* **MATERIAL FOR THIS TASK**:
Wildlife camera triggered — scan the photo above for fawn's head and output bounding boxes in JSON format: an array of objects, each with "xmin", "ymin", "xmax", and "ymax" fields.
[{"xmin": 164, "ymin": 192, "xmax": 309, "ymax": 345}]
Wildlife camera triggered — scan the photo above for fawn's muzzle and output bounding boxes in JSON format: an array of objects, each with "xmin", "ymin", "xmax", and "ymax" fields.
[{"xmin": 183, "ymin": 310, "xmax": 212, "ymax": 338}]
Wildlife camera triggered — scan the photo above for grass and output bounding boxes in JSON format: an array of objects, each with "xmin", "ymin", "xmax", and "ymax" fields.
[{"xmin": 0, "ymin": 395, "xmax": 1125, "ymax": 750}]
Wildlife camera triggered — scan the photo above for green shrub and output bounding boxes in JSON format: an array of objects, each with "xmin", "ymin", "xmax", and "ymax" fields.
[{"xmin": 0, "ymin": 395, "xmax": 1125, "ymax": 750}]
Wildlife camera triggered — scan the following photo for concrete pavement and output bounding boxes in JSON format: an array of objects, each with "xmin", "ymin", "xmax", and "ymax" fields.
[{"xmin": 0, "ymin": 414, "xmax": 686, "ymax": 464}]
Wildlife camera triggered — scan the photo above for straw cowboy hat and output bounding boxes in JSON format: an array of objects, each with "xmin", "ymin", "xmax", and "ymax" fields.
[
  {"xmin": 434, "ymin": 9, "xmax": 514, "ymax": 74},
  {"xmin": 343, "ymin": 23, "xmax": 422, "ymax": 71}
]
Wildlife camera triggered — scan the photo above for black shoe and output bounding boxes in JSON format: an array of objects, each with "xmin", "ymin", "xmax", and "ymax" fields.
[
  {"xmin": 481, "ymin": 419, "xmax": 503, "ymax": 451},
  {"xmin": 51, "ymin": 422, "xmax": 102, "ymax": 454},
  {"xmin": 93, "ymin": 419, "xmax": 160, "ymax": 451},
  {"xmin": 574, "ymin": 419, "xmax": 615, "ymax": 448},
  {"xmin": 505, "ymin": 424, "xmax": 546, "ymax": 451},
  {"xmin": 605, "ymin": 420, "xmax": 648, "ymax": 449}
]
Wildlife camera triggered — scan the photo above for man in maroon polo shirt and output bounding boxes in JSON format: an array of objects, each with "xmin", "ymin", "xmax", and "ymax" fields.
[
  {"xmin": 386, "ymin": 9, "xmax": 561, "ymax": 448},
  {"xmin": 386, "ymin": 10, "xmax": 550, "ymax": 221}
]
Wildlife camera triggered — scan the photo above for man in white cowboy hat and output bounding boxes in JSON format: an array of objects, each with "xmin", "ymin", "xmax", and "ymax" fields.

* * *

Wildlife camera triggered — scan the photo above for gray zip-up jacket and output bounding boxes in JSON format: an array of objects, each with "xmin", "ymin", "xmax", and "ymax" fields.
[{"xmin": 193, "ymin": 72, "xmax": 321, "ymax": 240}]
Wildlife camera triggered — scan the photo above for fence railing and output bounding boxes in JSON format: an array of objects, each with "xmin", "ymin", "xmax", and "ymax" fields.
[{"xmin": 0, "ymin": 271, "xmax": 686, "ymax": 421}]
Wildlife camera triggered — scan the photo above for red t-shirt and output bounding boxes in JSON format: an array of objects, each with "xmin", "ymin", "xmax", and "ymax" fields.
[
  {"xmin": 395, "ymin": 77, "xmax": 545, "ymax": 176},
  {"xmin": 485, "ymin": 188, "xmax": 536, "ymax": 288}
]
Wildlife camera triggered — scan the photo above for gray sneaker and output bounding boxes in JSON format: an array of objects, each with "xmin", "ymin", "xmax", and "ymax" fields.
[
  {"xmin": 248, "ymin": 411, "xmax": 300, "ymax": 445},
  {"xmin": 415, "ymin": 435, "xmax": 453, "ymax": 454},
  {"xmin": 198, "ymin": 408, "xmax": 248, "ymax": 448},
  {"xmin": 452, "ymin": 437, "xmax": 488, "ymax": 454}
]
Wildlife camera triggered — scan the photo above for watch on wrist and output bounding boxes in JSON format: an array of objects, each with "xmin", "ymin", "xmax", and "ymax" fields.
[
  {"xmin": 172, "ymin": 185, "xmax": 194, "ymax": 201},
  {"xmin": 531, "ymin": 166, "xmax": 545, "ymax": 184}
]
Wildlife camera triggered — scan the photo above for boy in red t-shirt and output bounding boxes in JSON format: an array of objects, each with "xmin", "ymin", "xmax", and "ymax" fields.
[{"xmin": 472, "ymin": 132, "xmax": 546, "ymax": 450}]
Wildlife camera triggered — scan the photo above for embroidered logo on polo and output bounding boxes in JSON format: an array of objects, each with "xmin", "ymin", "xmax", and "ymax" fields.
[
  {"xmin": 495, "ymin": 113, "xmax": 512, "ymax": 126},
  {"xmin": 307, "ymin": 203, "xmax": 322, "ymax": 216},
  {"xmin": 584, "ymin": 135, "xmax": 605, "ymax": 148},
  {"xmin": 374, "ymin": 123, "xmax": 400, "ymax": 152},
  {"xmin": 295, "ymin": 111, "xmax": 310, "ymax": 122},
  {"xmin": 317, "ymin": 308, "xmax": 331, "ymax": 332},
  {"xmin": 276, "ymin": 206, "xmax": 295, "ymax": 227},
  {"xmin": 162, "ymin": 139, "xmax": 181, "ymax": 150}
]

* **TASK TO COMPLETE**: Return each row above that contains the word "gray", treating uppercase and lowercase as different.

* **CORRECT RESULT**:
Wildlife camera triggered — scan the photo above for gray zip-up jacket and output bounding boxes in JSON format: an array of objects, each with "xmin", "ymin", "xmax", and "ymax" fields.
Wildlife camera triggered — scan the photo above for gray sneaker and output bounding boxes in JSON format: an array of objects, each with "xmin", "ymin", "xmax", and "ymax" fields.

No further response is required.